# [Work required]
In the interview about face filters, which things does Johanna Jaskowska list as devices that were previously external to our bodies? Name each one.

++++ Text passage

Autonommy: True. It’s interesting how everyone experiences something completely different every time they return to it. Even as developers, and as people who produce the product, it’s so enriching to see how others interact with it.

You both create face filters, so what do you make of the tension between self-acceptance and body positivity trends, and this almost post-human aesthetic? Are we trying to emancipate from our human form?

Johanna Jaskowska: I’m fascinated by this. Even before face filters came about, the cyborg aesthetic and the robots that look almost human – the uncanny valley – intrigued me. It provokes a very visceral reaction. You’re not quite sure whether to feel disgusted or curious. That’s 100 per cent the reason why I like to play with it. Regarding identity… I feel that we’re all cyborgs. We don’t feel it, we don’t realise it, but we are so connected to the technology we are almost fusing with it. It’s becoming part of who we are. The further we go, the more these devices that were previously external to our bodies, such as phones, the internet, apps, or any sort of data will integrate our physical beings, be it through vibrations, chips, holograms, whatever it may be. If our devices run out of battery today, it’s as if we were running out of battery ourselves! I’m still part of a generation that spent their childhood without the internet, but for the coming generations, dissociating from technology will be unthinkable. 

“We’re all cyborgs. We don’t feel it, we don’t realise it, but we are so connected to the technology we are almost fusing with it” – Johanna Jaskowska 

Autonommy: Especially now, with social media, there’s so much focus on curating our own identities. We want control over how we represent ourselves, maximise the aspects of ourselves that we like, minimise those we dislike, control even the seemingly uncontrollable aspects of our identity such as our speech or body language. And that’s where this technology comes in. It gives us a very strong feeling of autonomy over our own image. There absolutely is a craving for a post-humanity. 

Johanna Jaskowska: Online, you can be anything. You can have green hair, snakeskin, morph into Catwoman. It’s like The Matrix

Autonommy: Totally – ultimately, to me, this idea of post-humanity is a mindset rather than an aesthetic.

++++++++
++++ Extracted material

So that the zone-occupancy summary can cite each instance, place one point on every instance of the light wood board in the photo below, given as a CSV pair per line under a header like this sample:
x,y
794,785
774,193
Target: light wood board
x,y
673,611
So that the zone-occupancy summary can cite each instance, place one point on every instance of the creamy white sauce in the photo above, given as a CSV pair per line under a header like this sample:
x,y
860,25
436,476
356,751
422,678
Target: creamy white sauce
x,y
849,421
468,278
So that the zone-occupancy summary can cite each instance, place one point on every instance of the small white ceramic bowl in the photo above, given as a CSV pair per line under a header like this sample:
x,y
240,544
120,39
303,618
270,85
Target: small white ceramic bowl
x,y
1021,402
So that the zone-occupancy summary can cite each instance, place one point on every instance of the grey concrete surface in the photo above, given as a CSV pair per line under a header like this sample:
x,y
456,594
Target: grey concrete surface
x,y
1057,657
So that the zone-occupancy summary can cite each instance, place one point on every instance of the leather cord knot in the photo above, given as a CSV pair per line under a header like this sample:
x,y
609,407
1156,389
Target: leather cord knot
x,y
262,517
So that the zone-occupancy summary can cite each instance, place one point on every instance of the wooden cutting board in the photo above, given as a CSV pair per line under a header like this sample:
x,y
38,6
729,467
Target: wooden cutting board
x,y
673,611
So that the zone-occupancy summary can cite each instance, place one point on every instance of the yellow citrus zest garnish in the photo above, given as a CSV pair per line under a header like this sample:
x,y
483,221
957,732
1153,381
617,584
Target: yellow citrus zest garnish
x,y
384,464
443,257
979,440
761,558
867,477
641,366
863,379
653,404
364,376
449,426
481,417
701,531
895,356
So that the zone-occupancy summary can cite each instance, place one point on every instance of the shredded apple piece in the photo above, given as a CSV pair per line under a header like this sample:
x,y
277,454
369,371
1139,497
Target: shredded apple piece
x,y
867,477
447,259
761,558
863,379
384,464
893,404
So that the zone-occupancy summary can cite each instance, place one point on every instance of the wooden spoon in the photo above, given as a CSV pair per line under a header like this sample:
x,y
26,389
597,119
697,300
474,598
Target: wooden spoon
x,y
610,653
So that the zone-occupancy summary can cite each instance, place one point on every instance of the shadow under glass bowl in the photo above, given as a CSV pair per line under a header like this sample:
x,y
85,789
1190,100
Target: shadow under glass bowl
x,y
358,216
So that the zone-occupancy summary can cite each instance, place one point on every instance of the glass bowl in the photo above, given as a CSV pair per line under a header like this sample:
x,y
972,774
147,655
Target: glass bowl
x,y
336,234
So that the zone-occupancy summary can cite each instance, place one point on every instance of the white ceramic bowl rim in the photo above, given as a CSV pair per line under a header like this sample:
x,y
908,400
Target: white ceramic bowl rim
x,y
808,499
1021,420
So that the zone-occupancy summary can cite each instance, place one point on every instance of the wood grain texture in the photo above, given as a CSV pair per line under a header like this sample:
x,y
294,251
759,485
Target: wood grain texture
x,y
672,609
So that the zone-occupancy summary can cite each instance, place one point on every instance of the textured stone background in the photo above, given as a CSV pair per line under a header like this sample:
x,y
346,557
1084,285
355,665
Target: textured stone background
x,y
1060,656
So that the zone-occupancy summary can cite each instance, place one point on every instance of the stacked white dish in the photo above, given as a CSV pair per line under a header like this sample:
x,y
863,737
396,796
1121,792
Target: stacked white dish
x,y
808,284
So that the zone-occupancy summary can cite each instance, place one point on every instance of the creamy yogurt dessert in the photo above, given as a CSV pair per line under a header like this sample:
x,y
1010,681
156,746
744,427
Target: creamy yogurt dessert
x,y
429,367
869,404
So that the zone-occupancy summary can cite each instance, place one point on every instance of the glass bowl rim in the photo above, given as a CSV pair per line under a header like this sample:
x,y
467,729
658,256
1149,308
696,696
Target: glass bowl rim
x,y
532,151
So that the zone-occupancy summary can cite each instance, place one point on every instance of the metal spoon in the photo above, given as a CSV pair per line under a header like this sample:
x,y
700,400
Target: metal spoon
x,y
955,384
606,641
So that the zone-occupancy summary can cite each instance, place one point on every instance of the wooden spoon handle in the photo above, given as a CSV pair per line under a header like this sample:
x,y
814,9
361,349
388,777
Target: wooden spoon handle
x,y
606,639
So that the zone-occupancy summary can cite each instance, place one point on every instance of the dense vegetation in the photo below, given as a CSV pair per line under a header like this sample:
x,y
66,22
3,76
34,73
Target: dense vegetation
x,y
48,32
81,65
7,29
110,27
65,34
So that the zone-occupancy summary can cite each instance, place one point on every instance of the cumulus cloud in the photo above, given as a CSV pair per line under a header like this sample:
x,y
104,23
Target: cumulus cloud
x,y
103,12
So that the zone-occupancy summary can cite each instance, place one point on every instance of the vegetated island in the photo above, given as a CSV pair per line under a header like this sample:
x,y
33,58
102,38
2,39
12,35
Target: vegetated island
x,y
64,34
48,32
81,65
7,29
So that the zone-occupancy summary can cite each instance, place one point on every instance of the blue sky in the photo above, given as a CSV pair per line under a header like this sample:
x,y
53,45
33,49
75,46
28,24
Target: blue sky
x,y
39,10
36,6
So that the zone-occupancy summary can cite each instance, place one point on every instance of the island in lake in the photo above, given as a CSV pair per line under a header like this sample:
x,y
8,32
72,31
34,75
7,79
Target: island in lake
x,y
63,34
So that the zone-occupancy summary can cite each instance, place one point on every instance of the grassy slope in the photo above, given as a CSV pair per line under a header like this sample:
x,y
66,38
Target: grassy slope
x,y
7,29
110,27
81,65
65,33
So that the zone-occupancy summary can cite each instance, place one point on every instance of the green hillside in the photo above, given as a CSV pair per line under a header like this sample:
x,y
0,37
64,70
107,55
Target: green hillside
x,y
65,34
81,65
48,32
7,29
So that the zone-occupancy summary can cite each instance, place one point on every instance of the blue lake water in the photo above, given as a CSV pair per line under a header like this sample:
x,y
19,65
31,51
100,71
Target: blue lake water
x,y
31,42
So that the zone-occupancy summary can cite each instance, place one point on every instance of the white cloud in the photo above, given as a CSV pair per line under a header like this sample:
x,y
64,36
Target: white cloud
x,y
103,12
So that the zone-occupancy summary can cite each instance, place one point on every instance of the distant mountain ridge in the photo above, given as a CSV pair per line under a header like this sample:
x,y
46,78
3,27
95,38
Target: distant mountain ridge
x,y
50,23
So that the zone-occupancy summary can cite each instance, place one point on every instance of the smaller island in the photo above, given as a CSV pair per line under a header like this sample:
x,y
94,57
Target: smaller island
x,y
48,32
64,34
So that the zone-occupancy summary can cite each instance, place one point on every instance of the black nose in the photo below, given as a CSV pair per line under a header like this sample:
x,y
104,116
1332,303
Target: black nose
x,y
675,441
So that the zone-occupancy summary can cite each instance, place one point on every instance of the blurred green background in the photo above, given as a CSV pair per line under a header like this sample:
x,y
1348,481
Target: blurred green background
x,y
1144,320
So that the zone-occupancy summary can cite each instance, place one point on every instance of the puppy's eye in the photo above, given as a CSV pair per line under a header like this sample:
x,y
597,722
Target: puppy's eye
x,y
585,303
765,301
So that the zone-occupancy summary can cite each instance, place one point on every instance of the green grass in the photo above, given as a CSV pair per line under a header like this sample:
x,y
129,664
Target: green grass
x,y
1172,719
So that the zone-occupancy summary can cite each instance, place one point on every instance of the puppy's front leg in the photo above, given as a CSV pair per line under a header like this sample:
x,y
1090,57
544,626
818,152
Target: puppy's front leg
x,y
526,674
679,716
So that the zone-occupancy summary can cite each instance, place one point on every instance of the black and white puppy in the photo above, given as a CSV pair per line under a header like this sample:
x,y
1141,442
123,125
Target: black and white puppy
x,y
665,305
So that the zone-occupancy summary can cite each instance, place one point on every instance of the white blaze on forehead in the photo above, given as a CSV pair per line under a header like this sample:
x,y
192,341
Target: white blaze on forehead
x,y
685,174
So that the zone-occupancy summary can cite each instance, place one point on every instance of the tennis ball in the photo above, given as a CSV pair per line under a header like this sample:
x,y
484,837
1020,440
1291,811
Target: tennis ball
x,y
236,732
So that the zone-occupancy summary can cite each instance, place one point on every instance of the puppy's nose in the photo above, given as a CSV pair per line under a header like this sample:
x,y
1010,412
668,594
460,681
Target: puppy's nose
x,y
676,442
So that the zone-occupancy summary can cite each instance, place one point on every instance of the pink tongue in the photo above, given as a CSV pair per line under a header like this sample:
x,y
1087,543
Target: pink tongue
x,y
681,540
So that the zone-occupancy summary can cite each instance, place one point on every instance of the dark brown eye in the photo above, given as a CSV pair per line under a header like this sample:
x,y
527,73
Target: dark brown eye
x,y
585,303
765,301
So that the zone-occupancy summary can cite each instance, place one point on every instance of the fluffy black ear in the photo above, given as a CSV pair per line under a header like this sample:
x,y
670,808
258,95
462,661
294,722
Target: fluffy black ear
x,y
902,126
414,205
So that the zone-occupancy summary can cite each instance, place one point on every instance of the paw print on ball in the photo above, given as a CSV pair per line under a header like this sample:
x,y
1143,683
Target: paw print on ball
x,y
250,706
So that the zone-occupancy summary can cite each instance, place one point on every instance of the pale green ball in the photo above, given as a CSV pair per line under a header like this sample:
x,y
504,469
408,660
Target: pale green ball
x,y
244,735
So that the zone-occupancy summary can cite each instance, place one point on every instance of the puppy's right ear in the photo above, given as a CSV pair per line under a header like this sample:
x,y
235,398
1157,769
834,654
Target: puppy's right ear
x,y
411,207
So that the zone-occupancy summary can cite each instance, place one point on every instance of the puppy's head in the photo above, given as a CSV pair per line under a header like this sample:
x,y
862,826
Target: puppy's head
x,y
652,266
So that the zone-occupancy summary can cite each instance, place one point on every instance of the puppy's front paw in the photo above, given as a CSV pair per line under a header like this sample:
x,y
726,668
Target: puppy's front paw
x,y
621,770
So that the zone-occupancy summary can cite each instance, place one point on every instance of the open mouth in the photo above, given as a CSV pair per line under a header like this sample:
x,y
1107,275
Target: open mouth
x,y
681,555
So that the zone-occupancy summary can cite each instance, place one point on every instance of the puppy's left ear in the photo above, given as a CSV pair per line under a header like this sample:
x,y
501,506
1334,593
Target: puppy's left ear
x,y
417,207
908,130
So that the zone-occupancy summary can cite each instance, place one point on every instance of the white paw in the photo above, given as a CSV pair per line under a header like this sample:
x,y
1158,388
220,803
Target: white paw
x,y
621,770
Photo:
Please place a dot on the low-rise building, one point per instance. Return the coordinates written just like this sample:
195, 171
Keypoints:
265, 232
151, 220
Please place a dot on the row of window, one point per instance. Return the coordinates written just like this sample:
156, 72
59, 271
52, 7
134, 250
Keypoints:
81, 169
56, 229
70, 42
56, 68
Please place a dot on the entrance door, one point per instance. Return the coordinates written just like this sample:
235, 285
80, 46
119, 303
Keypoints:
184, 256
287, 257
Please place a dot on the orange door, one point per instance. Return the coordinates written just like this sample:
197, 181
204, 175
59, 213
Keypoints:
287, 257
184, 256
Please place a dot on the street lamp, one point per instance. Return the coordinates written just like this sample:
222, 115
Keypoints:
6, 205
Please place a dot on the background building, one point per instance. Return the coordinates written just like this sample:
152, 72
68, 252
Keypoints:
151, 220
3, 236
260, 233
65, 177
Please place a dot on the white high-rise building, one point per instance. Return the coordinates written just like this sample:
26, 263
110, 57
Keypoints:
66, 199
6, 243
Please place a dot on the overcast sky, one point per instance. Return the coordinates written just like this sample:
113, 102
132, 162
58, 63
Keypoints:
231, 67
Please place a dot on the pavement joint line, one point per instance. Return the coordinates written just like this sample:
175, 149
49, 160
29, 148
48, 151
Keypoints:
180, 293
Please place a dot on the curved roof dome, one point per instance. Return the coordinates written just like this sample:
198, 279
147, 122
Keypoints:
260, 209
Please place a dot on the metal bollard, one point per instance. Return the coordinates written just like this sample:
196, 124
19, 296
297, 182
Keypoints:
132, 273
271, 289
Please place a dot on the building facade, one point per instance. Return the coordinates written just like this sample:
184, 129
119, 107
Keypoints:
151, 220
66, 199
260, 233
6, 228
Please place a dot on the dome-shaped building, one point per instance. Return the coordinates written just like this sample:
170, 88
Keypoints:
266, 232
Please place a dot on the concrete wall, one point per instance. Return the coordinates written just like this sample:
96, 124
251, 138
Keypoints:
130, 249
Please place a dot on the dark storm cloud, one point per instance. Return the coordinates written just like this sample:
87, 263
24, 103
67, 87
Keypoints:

++++++++

# [Answer section]
Phones, the internet, apps, and any sort of data.